### The request
Output each line exactly as it appears, skipping any embedded picture.

### Items from a dataset
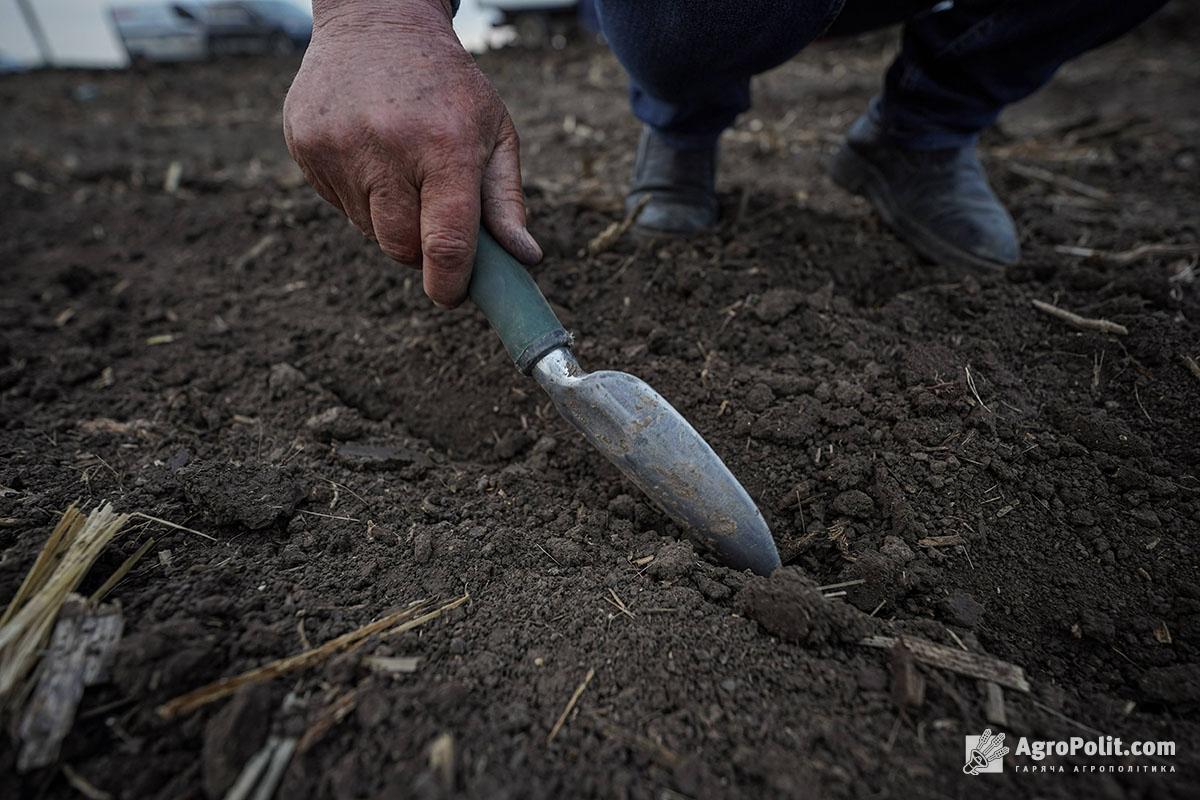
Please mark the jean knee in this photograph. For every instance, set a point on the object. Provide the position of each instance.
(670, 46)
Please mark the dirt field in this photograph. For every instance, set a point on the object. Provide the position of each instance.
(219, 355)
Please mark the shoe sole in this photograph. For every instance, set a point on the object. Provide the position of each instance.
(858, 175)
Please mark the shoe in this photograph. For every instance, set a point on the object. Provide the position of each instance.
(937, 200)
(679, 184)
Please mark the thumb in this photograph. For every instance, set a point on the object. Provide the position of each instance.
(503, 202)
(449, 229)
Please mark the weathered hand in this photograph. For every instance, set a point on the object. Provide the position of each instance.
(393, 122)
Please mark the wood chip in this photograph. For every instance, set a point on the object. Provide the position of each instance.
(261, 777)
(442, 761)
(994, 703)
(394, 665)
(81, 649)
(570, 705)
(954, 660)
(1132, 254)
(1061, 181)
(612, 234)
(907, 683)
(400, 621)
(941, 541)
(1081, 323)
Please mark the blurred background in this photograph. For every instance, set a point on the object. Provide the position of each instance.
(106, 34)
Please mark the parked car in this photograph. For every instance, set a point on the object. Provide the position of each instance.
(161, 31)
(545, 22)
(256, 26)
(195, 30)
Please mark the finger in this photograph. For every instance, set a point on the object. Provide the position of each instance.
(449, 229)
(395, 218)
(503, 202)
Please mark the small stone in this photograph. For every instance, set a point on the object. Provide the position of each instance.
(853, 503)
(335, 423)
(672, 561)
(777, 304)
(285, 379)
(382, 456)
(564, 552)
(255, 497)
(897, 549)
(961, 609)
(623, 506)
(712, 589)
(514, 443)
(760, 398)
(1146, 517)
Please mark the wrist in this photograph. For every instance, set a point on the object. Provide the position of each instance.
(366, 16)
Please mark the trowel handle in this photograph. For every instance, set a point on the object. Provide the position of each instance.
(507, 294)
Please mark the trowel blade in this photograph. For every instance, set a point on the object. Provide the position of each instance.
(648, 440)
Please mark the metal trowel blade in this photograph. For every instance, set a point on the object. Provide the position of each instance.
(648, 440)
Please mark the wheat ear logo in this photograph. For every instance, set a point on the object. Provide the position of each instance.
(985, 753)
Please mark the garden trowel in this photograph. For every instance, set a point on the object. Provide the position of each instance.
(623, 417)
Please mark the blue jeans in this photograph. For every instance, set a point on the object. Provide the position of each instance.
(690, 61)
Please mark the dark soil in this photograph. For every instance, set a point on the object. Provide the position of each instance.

### Expected output
Please mark the jean knee in this photograph. For every instance, set a point on the object. Provide the position of each instance.
(670, 46)
Please mark the dirt field in this photograph. For every instance, set a point on the object. Provide the position of each instance.
(219, 355)
Please mark the shoe sole in this photograph. For every instance, set a point on the object. Provide the position of each instance.
(858, 175)
Please mark the shoe in this photograph. For every instance, set a point on the object. Provide the position of each instance.
(937, 200)
(679, 184)
Please mark the thumb in this photograph. For every instance, set a point on the object. Provide the position of each instance.
(503, 202)
(449, 229)
Please mark the weathered hand in this photograph. For every instance, set a point on the object. Provide the position of each instance.
(393, 122)
Please mark the wood chip in this photograph. For every instance, set a point on the object. Provide the position of each instance.
(261, 777)
(442, 761)
(994, 703)
(394, 665)
(81, 649)
(570, 705)
(954, 660)
(1132, 254)
(1061, 181)
(612, 234)
(907, 683)
(400, 621)
(941, 541)
(1081, 323)
Please mark the blurred background in this photograph. For every instance, set a point on the object. Provide the position of each instance.
(106, 34)
Please mark the parked car in this photograph. For every instance, set a point on the object. Provide the position of each instance.
(161, 31)
(545, 22)
(256, 26)
(195, 30)
Please mark the finger in this photograph. For every instance, set a point on the object. Provide the position of each instance.
(449, 229)
(395, 218)
(503, 202)
Please mark the small stone in this photograph. For every instance, set a point on the object. Provide the position of each instance.
(853, 503)
(335, 423)
(672, 561)
(777, 304)
(285, 379)
(382, 456)
(564, 552)
(255, 497)
(897, 549)
(961, 609)
(623, 506)
(712, 589)
(514, 443)
(760, 398)
(1146, 517)
Please mark the wrist in this photograph. For every instance, set a point on the object. Provide the position of each instance.
(366, 16)
Please mark the trowel handle in this photograph. For every instance, set a point on the object. Provide the position of each instance.
(507, 294)
Please mark the trowel blade in this photograph. For every instance, set a point on the object. Provide the position of each instance.
(648, 440)
Please mark the metal trowel blade in this photograph. For every instance, set a point on the object. Provide the position of each instance.
(648, 440)
Please mark the wheat ear logo in this photograph. For every instance, set a point on the object. Provide the position of each instance.
(985, 753)
Please mark the garden trowel in this photograph. For every instance, set a point on the object. Provide the position of each instance.
(623, 417)
Please mark the blue jeans in this photograph. For every instance, set a point on the object. Provide the position of each instance.
(690, 61)
Please mark the dark soil in this photograph. For every instance, set a point on the object. Provide the position of each instance.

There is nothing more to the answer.